**What you will do:**
Everything from the line containing "Would you kindly locate the stainless steel dishwasher" down to the last line below should be set down exactly, and only that, without the pictures.

**The data:**
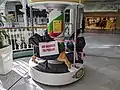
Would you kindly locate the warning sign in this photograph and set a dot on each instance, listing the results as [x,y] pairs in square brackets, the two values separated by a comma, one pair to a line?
[48,48]
[57,26]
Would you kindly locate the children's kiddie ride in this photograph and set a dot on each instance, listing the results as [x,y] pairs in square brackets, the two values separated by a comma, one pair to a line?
[58,60]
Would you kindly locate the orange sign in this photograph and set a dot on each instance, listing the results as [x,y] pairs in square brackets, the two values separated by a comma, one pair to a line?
[54,0]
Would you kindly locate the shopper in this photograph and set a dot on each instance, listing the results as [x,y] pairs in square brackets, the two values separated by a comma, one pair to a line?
[83,25]
[113,26]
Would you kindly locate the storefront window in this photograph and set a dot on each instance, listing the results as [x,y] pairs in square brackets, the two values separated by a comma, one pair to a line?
[100,22]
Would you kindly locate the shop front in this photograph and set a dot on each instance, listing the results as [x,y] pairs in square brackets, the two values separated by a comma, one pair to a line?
[101,20]
[102,17]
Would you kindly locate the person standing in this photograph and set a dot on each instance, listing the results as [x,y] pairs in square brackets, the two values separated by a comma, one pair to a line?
[83,25]
[113,26]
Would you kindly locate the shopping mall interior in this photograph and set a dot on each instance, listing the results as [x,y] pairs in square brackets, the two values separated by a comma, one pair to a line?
[59,45]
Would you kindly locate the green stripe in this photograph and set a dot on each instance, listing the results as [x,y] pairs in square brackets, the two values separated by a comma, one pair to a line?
[50,26]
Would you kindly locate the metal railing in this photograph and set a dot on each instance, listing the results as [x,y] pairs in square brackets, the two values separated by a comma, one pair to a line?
[19,36]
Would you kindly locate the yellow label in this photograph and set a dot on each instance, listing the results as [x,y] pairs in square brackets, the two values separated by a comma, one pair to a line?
[57,26]
[53,0]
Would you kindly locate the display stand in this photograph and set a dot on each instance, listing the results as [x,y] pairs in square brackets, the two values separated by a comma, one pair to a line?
[57,71]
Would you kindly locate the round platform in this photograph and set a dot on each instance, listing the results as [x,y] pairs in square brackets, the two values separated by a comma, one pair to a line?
[56,79]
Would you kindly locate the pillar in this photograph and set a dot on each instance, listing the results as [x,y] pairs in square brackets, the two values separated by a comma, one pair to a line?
[55,25]
[24,2]
[71,21]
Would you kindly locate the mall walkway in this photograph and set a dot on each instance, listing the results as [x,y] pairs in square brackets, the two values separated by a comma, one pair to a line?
[102,66]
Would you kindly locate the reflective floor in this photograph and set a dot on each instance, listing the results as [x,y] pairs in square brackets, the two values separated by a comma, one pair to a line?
[102,66]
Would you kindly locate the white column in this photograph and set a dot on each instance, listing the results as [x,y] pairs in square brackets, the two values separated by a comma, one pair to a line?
[71,21]
[24,2]
[3,10]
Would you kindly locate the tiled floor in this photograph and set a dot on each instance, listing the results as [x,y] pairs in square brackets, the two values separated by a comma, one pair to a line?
[102,67]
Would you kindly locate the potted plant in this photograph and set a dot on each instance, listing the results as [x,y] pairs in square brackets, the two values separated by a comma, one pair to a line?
[6,58]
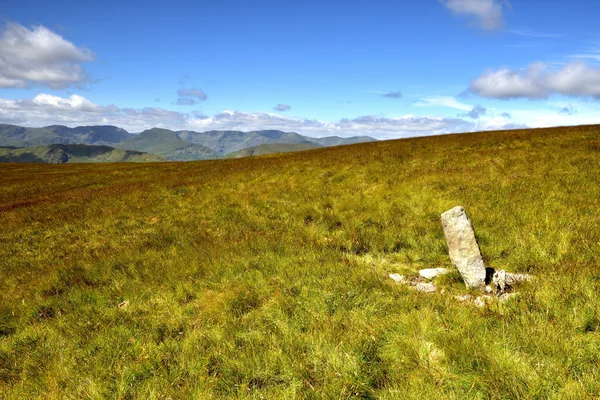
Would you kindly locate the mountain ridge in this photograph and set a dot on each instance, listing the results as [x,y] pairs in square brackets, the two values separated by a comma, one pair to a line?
[183,145]
[73,153]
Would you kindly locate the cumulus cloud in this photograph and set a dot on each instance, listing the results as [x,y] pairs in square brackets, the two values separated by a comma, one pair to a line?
[443,101]
[538,81]
[392,95]
[189,97]
[282,107]
[45,109]
[487,14]
[567,110]
[38,56]
[477,112]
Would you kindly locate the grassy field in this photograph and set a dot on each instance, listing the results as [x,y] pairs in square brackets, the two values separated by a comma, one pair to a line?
[267,277]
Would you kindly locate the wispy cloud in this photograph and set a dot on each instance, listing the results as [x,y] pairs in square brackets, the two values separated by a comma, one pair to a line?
[477,112]
[282,107]
[538,81]
[46,109]
[487,14]
[189,97]
[443,101]
[532,33]
[567,110]
[38,56]
[392,95]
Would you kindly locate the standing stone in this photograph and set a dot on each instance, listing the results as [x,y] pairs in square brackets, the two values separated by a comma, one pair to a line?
[463,248]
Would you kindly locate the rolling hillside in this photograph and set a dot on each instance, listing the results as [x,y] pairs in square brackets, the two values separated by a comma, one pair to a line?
[73,153]
[173,146]
[11,135]
[225,142]
[167,144]
[264,149]
[268,277]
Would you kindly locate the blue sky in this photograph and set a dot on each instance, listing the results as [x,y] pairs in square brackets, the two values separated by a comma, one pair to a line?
[383,68]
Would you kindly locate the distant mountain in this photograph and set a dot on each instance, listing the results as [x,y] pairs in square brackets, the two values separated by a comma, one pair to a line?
[271,149]
[72,153]
[225,142]
[167,144]
[174,146]
[329,141]
[12,135]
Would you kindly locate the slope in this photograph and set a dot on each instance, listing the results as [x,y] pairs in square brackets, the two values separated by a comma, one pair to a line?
[167,144]
[267,277]
[225,142]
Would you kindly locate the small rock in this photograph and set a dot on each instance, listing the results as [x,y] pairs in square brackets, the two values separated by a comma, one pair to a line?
[503,280]
[480,301]
[430,273]
[506,296]
[425,287]
[463,297]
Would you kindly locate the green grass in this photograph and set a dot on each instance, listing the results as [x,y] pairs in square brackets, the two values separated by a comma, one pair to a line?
[266,277]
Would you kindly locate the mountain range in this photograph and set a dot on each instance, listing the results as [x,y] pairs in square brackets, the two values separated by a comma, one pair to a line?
[72,153]
[170,145]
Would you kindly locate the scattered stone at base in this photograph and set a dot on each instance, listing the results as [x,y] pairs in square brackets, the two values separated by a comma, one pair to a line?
[425,287]
[506,296]
[463,297]
[463,248]
[482,300]
[430,273]
[397,277]
[503,280]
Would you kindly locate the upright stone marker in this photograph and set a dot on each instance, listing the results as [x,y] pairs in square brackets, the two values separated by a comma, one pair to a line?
[463,248]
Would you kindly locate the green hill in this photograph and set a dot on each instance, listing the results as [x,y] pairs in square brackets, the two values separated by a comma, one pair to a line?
[167,144]
[73,153]
[264,149]
[11,135]
[267,277]
[225,142]
[329,141]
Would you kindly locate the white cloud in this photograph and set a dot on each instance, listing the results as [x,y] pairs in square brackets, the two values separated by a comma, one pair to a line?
[45,109]
[282,107]
[392,95]
[488,14]
[189,97]
[537,81]
[39,56]
[443,101]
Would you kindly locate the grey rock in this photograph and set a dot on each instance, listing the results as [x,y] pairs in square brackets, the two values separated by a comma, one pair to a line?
[463,248]
[425,287]
[430,273]
[506,296]
[503,280]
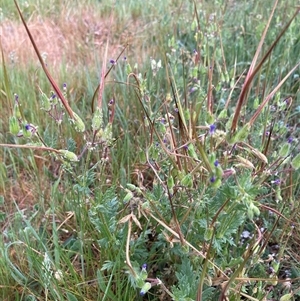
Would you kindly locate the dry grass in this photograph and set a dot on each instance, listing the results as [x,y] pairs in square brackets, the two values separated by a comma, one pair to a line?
[69,39]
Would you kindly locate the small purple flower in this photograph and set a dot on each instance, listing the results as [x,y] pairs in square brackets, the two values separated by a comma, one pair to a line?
[163,120]
[212,129]
[212,179]
[193,89]
[276,182]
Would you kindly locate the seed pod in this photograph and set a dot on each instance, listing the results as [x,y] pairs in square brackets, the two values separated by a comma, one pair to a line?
[208,233]
[170,182]
[285,149]
[97,121]
[286,297]
[296,162]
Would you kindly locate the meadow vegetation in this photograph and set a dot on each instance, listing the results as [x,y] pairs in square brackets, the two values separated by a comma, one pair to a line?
[149,150]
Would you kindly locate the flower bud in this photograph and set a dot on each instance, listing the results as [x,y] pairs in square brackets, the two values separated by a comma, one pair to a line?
[78,123]
[14,127]
[208,233]
[296,162]
[128,197]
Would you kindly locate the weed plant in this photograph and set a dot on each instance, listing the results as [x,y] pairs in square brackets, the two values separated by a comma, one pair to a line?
[172,175]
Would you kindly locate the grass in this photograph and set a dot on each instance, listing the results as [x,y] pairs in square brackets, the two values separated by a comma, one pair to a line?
[157,159]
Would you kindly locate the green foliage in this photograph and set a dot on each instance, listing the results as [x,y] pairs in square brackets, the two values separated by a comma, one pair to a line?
[178,176]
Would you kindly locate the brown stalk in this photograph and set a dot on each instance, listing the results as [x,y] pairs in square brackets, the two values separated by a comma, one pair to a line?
[262,105]
[50,78]
[254,70]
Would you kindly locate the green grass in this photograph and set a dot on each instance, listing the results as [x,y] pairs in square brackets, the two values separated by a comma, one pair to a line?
[190,166]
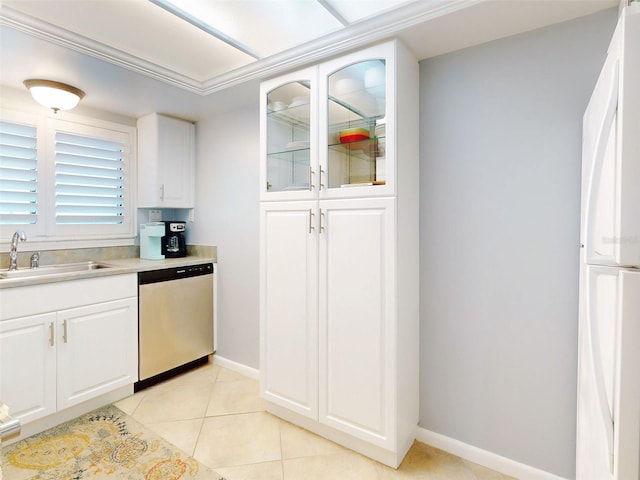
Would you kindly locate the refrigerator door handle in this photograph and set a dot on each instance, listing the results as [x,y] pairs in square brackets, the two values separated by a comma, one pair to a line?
[606,414]
[597,163]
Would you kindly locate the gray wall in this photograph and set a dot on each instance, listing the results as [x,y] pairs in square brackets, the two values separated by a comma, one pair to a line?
[500,211]
[227,215]
[500,171]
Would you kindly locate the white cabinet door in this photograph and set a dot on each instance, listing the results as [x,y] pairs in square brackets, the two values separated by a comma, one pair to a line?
[288,137]
[288,306]
[165,162]
[97,350]
[27,366]
[357,318]
[608,386]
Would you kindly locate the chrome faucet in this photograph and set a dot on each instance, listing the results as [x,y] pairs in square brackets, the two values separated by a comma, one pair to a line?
[13,255]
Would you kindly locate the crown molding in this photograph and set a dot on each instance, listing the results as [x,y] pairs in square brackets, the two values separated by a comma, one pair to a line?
[356,35]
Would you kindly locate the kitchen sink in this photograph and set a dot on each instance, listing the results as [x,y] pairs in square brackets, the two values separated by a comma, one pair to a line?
[53,270]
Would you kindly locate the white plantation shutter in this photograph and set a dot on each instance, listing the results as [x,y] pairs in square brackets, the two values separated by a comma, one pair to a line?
[18,174]
[89,180]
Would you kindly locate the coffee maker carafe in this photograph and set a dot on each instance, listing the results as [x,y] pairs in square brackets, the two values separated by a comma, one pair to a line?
[173,242]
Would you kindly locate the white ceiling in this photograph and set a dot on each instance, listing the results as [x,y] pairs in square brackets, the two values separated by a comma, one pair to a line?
[136,56]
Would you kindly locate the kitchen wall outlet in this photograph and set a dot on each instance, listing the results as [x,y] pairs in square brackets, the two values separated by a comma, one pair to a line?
[155,215]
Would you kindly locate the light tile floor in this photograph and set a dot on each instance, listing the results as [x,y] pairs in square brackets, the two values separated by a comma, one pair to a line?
[216,415]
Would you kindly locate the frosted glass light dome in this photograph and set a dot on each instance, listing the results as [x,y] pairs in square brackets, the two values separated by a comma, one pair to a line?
[54,95]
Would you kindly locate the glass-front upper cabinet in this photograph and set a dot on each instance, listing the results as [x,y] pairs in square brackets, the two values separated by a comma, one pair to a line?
[356,125]
[288,136]
[338,129]
[357,114]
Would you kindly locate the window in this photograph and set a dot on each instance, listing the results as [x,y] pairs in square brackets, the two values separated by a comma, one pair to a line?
[18,174]
[62,179]
[89,185]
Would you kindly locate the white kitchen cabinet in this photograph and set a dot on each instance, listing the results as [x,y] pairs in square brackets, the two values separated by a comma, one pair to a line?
[339,250]
[97,350]
[357,335]
[28,366]
[289,305]
[65,356]
[166,162]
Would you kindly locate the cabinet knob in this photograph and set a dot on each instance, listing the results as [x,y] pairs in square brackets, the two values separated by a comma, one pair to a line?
[65,337]
[311,227]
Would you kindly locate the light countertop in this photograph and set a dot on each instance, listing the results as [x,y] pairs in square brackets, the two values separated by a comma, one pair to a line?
[116,267]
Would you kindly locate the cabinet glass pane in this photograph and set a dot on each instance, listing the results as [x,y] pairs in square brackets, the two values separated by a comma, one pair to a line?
[288,127]
[356,129]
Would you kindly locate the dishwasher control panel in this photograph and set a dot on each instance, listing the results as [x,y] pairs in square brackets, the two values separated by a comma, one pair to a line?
[175,273]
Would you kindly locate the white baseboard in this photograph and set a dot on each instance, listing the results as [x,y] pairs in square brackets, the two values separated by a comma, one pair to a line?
[236,367]
[485,458]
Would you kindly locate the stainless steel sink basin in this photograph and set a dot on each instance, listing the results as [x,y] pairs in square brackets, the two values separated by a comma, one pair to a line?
[53,270]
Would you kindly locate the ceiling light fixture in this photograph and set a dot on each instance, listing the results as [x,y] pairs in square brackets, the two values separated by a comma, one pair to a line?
[54,95]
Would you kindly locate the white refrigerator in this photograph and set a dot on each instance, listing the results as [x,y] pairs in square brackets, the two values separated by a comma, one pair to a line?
[608,421]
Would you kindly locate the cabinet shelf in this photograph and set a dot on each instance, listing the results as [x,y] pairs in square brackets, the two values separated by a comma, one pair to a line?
[294,116]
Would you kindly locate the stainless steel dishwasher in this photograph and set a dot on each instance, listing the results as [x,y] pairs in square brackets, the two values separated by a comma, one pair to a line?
[175,309]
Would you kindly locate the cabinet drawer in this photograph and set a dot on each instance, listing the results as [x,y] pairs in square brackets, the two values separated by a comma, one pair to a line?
[35,299]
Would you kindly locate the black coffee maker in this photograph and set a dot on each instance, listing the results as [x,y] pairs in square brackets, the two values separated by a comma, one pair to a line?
[173,242]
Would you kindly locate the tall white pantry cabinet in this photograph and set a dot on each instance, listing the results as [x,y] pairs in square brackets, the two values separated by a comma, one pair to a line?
[339,255]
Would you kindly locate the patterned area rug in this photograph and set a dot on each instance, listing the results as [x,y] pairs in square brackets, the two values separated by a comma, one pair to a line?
[105,444]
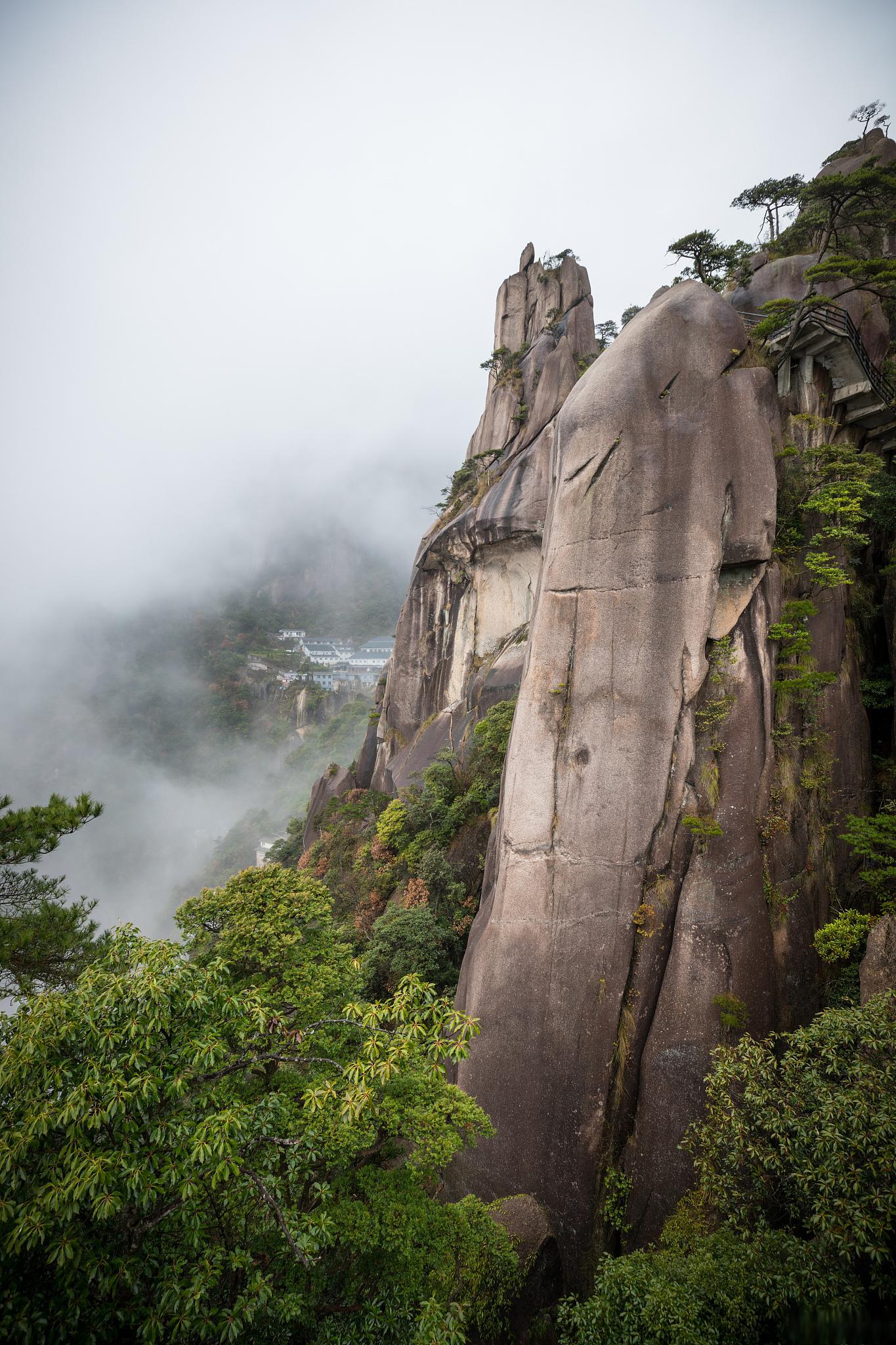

**Result for this exercise:**
Would you kindly locate the stainless steel dishwasher in this photograph and set a dot on each instance, listing the results as [x,y] pairs in square brackets, the two values separated by a comma, one pair to a line?
[175,309]
Would you kindly locate the cabinet drawer in this photograph and set a dot on each instance, listing the results as [x,y] pairs in square brackets, the two values separated by a comma, one pair to a line?
[35,299]
Would you kindly locate the black coffee maker in this photograph and set a dot on each instance, listing the results as [x,y] pairs in square brackets, the two values separated by a comma, one pair to a line?
[173,242]
Would you kindly locate the tall white pantry cabinet in this photograph and set a dot on each instance, listing the results as [x,y] pairs in square brackets, the two values separated by a comma, one pair to a line?
[339,255]
Would you kindly locate the patterned area rug in this photograph and set a dot on each instance, listing the results as [x,y] pairs in square brackets, the two values separated by a comma, one pair to a line?
[105,444]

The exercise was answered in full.